=== Data for the task ===
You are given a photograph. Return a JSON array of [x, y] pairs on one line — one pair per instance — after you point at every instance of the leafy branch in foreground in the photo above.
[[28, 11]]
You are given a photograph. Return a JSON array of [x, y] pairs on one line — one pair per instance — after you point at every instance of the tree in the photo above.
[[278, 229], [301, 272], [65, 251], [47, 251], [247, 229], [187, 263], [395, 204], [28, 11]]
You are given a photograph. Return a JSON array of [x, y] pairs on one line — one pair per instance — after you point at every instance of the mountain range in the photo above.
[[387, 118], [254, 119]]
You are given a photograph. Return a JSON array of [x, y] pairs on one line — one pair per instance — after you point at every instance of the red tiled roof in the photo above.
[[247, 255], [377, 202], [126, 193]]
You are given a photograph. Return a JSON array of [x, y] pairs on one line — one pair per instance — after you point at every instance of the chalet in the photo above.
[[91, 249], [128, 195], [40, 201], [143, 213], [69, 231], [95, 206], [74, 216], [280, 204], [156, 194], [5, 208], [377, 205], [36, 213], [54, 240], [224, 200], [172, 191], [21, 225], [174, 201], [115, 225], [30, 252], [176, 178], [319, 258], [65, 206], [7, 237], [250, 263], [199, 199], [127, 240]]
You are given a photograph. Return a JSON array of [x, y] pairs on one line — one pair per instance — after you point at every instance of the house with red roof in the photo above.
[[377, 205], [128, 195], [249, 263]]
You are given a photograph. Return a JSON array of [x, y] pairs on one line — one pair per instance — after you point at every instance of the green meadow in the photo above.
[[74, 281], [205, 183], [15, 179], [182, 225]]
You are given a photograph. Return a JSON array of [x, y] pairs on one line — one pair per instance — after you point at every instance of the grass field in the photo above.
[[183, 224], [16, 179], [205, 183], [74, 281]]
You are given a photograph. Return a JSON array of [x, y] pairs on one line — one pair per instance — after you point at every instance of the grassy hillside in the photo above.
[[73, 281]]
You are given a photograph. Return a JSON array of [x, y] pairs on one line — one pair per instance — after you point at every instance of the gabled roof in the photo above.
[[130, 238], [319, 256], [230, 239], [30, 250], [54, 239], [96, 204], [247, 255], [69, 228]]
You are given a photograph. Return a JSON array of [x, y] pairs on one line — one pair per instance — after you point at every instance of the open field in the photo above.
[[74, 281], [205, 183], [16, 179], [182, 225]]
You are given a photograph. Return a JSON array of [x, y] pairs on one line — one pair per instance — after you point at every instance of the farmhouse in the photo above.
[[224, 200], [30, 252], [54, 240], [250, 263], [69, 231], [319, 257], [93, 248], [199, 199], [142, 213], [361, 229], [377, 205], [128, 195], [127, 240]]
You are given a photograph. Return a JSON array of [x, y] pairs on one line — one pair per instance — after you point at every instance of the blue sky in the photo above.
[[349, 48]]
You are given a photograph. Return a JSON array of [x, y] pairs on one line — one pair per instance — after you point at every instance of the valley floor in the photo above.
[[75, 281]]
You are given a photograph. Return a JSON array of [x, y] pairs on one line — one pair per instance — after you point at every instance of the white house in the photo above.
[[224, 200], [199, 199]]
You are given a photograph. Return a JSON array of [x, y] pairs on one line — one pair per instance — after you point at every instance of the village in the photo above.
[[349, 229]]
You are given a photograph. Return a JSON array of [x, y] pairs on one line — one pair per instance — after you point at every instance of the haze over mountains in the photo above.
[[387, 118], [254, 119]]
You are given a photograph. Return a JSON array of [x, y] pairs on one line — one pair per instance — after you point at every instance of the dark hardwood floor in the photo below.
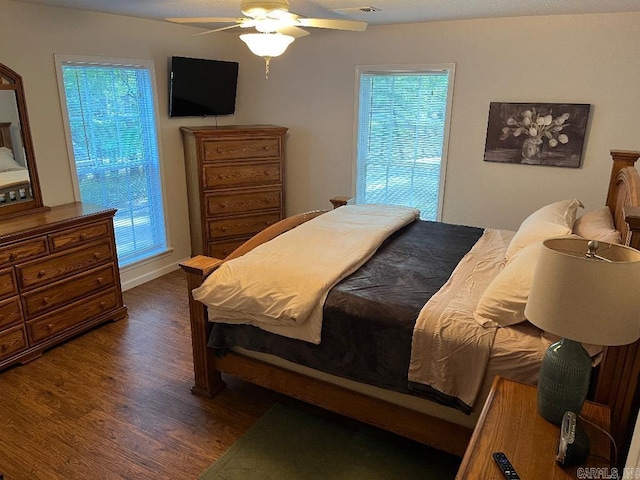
[[115, 403]]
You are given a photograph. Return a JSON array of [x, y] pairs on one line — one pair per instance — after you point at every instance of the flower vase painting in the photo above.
[[536, 133]]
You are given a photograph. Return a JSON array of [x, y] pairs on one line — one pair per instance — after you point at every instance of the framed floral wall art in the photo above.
[[536, 133]]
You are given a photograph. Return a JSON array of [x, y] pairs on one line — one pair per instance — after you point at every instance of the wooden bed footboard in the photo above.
[[617, 383]]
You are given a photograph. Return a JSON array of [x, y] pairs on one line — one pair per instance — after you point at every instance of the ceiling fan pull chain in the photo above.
[[266, 67]]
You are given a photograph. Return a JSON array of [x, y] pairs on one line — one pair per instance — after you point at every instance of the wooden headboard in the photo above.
[[5, 135], [618, 377]]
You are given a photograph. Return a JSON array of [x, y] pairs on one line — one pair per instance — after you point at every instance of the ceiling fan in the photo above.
[[278, 26]]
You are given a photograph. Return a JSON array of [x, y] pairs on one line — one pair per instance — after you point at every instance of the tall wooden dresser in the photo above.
[[58, 277], [235, 182]]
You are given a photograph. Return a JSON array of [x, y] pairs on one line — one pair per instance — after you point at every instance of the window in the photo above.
[[402, 130], [111, 133]]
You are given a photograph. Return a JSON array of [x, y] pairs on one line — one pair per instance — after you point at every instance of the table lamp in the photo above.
[[585, 292]]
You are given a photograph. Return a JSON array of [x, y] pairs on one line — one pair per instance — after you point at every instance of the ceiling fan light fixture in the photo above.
[[267, 44]]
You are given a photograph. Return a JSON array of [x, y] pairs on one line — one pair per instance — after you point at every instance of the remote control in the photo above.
[[505, 465]]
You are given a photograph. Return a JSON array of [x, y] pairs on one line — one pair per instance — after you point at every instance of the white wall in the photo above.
[[574, 59]]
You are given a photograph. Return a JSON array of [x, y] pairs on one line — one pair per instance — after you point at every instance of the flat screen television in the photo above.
[[199, 87]]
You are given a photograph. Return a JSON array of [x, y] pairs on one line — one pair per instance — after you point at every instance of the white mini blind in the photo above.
[[402, 117], [112, 125]]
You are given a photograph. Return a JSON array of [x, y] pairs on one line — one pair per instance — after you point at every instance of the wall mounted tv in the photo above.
[[199, 87]]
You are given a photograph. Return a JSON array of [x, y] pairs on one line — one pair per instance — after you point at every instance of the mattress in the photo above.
[[368, 317]]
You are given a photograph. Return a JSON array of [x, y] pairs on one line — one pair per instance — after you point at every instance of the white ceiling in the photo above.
[[389, 11]]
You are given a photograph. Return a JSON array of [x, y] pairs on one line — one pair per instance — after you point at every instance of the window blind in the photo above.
[[401, 128], [112, 124]]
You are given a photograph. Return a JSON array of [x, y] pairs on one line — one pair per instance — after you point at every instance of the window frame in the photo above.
[[147, 64], [450, 68]]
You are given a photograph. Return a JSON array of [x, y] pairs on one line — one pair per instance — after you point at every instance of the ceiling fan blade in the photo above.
[[295, 32], [351, 25], [218, 29], [205, 20]]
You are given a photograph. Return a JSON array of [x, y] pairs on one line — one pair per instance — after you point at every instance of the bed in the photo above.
[[439, 421], [15, 186]]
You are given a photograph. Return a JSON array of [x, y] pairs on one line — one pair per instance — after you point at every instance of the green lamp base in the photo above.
[[564, 380]]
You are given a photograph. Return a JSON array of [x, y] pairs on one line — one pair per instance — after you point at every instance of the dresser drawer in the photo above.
[[268, 147], [8, 284], [23, 251], [241, 226], [12, 341], [240, 175], [59, 266], [224, 248], [41, 300], [243, 202], [10, 312], [56, 322], [75, 236]]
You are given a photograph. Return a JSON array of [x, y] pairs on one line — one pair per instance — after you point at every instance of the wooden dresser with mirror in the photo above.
[[58, 265]]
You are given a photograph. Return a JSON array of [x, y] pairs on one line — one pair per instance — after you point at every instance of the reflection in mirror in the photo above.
[[15, 185], [19, 188]]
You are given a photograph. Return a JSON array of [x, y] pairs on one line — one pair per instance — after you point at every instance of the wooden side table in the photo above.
[[510, 423]]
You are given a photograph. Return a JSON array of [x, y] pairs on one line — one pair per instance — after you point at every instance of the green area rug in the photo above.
[[287, 443]]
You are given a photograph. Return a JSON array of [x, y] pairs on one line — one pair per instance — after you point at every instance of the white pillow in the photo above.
[[6, 159], [554, 220], [597, 225], [502, 303]]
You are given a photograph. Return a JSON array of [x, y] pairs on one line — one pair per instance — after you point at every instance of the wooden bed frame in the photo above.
[[617, 379]]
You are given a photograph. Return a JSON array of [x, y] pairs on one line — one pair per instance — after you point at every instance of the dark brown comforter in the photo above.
[[368, 317]]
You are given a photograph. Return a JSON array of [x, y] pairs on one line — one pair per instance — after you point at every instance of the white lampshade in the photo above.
[[587, 300], [267, 44]]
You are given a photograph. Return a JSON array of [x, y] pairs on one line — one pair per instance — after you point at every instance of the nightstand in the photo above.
[[510, 423]]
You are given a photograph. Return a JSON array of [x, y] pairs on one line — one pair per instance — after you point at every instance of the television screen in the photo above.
[[199, 87]]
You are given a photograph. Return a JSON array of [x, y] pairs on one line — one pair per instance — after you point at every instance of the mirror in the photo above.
[[19, 185]]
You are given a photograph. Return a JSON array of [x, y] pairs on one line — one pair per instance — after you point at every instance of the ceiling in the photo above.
[[388, 11]]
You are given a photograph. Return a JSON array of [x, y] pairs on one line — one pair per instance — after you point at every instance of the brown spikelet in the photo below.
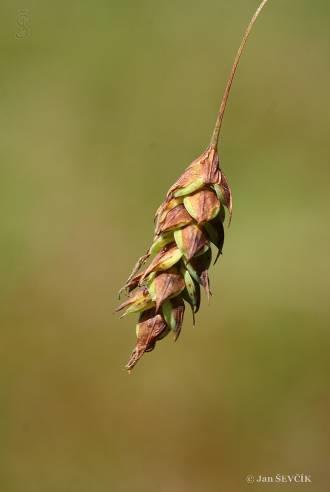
[[188, 224]]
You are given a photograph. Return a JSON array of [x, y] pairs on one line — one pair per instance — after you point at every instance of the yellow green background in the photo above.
[[103, 105]]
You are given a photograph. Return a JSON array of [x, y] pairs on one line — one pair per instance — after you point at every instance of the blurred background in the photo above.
[[103, 104]]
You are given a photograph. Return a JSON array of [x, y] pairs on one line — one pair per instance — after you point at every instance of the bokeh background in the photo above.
[[103, 104]]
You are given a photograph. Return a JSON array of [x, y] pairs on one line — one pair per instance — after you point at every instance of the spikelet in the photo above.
[[188, 224]]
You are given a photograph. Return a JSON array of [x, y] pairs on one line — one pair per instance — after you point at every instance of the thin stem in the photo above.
[[216, 131]]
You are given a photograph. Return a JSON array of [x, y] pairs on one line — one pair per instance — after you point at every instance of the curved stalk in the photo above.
[[216, 131]]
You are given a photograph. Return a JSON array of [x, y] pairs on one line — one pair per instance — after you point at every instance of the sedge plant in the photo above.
[[187, 223]]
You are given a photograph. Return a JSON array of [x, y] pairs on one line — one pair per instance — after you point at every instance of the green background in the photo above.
[[103, 105]]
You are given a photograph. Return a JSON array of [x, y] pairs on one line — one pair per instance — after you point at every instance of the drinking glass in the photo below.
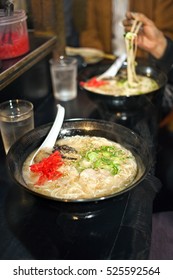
[[64, 78]]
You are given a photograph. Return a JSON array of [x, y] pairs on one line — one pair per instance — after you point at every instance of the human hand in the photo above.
[[149, 38]]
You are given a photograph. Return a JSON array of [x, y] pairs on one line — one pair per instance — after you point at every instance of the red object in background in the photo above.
[[13, 45], [14, 39]]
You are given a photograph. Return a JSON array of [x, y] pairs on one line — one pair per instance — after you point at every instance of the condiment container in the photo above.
[[14, 40]]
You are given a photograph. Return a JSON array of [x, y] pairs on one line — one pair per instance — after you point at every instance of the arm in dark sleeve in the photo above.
[[166, 61]]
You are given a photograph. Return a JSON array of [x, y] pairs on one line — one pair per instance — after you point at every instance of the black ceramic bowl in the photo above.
[[32, 140], [127, 103]]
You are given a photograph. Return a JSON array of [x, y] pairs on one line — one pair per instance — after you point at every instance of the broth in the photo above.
[[92, 167]]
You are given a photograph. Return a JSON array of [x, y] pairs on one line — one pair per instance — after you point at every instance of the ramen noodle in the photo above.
[[119, 86], [93, 167], [129, 83]]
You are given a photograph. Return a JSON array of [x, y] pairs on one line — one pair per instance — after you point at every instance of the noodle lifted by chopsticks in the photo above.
[[131, 47]]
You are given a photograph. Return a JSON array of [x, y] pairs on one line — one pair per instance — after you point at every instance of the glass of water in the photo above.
[[16, 118], [64, 78]]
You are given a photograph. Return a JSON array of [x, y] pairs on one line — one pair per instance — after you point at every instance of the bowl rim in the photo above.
[[77, 120]]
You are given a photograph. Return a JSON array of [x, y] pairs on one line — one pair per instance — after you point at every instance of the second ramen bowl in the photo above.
[[109, 130], [129, 102]]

=== Your goal ===
Starting with the line that holds "rim in the photo above.", copy every line through the end of the data above. Reproduce them exactly, with no other material.

=== Written solution ===
You are given a photograph. Return a JSON array of [x, y] pairs on one line — one pair per instance — after you point at every instance of the bowl rim in the photo above.
[[77, 120]]
You are given a photograph. Return a JSON array of [x, y] pairs on one line — one pair per instance — after you point at every instance of the second ramen bowl in the photo above.
[[109, 130], [129, 102]]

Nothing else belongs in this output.